● **PAGE TEXT**
* START *

Per incuriam, literally translated as "through lack of care" is a device within the common law system of judicial precedent. A finding of per incuriam means that a previous court judgment has failed to pay attention to relevant statutory provision or precedents.  

The significance of a judgment having been decided per incuriam is that it need not be followed by a lower court.  Ordinarily, the rationes of a judgment is binding upon lower courts in similar cases.  However, a lower court is free to depart from a decision of a superior court where that earlier judgment was decided per incuriam.

Examples of per incuriam
Examples of per incuriam are uncommon, partly because the device is perceived by upper courts as a type of lèse-majesté, and respectful lower courts prefer to  distinguish such precedent cases if possible.

The Court of Appeal in Morelle Ltd v Wakeling [1955] 2 QB 379 stated that as a general rule the only cases in which decisions should be held to have been given per incuriam are those of decisions given in ignorance or forgetfulness of some inconsistent statutory provision or of some authority binding on the court concerned: so that in such cases some part of the decision or some step in the reasoning on which it is based is found, on that account, to be demonstrably wrong.

* END *

● **GIVEN REQUEST**
In the text on per incuriam, what may a lower court do with a superior court's decision that was made per incuriam?

● **DATA SUPPLIED**
* START *

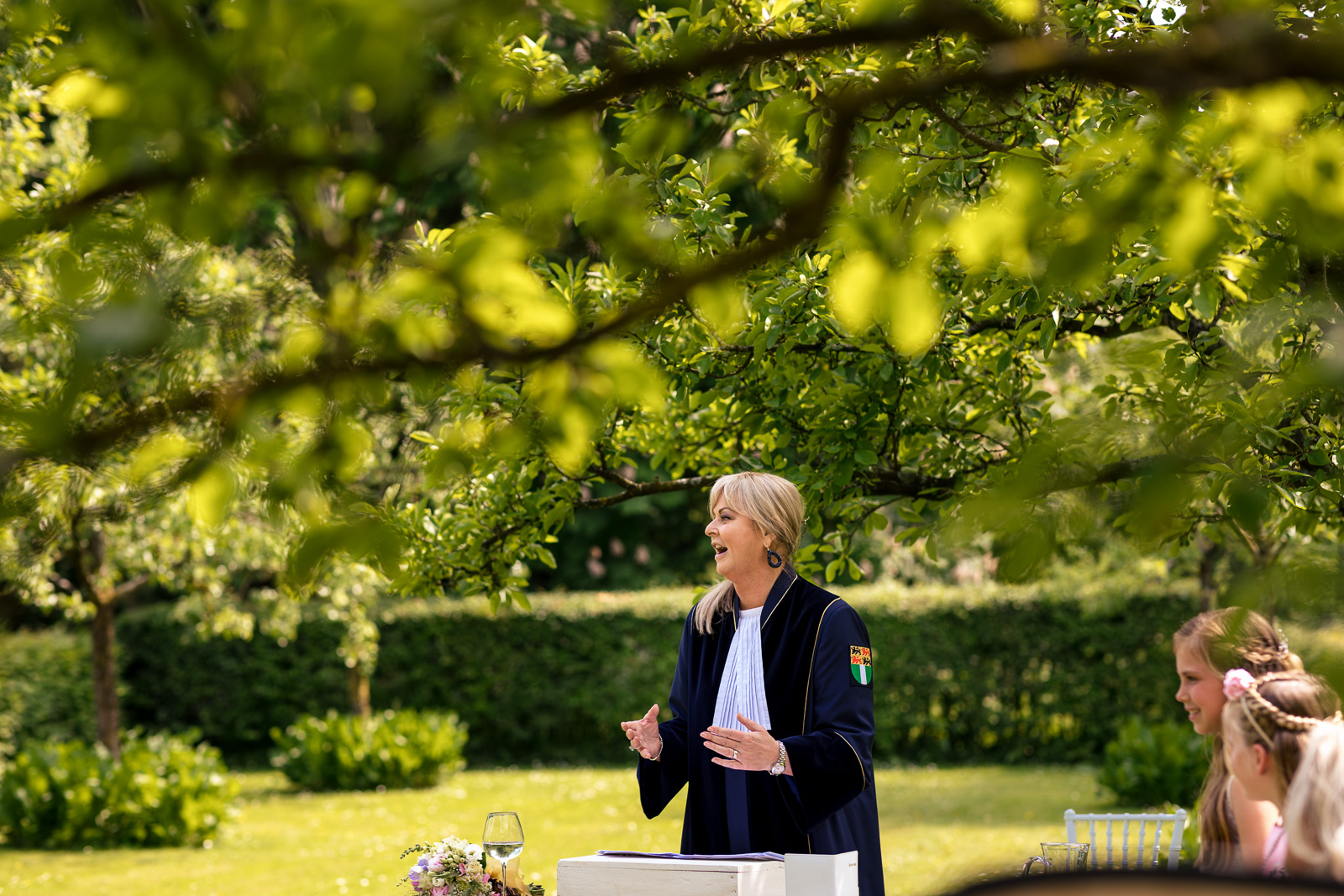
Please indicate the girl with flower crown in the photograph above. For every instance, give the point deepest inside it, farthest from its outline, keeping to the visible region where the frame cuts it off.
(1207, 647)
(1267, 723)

* END *
* START *

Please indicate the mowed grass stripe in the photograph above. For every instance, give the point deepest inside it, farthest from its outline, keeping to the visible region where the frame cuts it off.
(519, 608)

* END *

● **SOLUTION TO THE EXERCISE**
It may depart from that decision instead of following it.